- EXERCISE -
Reproduce the listing below line for line, keeping every character unchanged.

::::::::

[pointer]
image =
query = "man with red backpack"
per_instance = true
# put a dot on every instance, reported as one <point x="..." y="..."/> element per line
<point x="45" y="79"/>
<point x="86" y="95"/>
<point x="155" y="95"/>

::::::::

- RESPONSE TO THIS TASK -
[pointer]
image =
query = "man with red backpack"
per_instance = true
# put a dot on every instance, reported as one <point x="..." y="..."/> element per line
<point x="45" y="79"/>
<point x="86" y="95"/>
<point x="155" y="95"/>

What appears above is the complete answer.